Dataset content.
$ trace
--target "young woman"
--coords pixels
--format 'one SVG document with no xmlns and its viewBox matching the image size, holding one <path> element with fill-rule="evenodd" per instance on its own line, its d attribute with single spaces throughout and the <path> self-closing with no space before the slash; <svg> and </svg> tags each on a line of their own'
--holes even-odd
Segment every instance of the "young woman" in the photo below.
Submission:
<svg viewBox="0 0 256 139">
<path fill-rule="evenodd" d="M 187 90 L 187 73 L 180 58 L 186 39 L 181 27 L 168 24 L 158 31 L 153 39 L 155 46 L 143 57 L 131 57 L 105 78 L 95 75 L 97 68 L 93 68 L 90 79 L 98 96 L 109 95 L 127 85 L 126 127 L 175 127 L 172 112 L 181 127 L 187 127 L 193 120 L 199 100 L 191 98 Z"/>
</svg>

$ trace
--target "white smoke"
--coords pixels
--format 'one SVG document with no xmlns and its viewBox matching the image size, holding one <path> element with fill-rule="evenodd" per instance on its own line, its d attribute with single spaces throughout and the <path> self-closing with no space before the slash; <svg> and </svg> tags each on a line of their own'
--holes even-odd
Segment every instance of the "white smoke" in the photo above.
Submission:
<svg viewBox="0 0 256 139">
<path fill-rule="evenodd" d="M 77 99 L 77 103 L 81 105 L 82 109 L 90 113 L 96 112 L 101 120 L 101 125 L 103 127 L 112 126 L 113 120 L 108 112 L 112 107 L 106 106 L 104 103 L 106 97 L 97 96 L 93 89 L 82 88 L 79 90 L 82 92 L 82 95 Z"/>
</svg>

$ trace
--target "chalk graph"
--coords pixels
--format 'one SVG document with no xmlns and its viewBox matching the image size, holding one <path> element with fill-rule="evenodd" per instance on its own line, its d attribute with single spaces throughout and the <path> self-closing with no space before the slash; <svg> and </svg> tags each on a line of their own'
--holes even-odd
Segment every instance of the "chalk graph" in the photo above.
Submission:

Exercise task.
Reproduce the lines above verbatim.

Result for this exercise.
$ trace
--target "young woman"
--coords pixels
--format 'one SVG document with no xmlns and its viewBox matching the image size, holding one <path> element with fill-rule="evenodd" per instance on its own line, its d attribute with single spaces throughout and the <path> self-closing with no space before the slash; <svg> and </svg> tags each on a line of their own'
--holes even-odd
Segment every instance of the "young woman" in the photo below.
Submission:
<svg viewBox="0 0 256 139">
<path fill-rule="evenodd" d="M 187 90 L 187 73 L 180 58 L 186 39 L 181 27 L 168 24 L 158 31 L 153 39 L 155 46 L 143 57 L 131 57 L 105 78 L 95 75 L 97 68 L 93 68 L 90 79 L 98 96 L 109 95 L 127 85 L 126 127 L 175 127 L 172 112 L 181 127 L 187 127 L 193 120 L 199 100 L 191 98 Z"/>
</svg>

$ trace
--target "white smoke"
--coords pixels
--format 'one SVG document with no xmlns and its viewBox matching the image size, holding one <path> element with fill-rule="evenodd" per instance on its own line, its d attribute with single spaces throughout and the <path> self-closing with no space before the slash; <svg> and </svg> tags each on a line of their own'
--holes even-odd
Segment every instance of the "white smoke" in the photo above.
Submission:
<svg viewBox="0 0 256 139">
<path fill-rule="evenodd" d="M 77 99 L 77 103 L 81 105 L 82 109 L 90 113 L 96 112 L 101 120 L 101 125 L 103 127 L 112 126 L 113 120 L 108 112 L 112 107 L 106 106 L 104 103 L 106 97 L 97 96 L 93 89 L 82 88 L 79 90 L 82 92 L 82 95 Z"/>
</svg>

$ trace
--target "chalk graph"
--coords pixels
--format 'one SVG document with no xmlns and its viewBox matching the image size, holding one <path> element with fill-rule="evenodd" per instance on its own line, its d attribute with single spaces throughout and the <path> self-closing with no space before the slash; <svg> and </svg> tags each on a line of their own'
--holes even-odd
Segment every instance of the "chalk graph" in the photo above.
Submission:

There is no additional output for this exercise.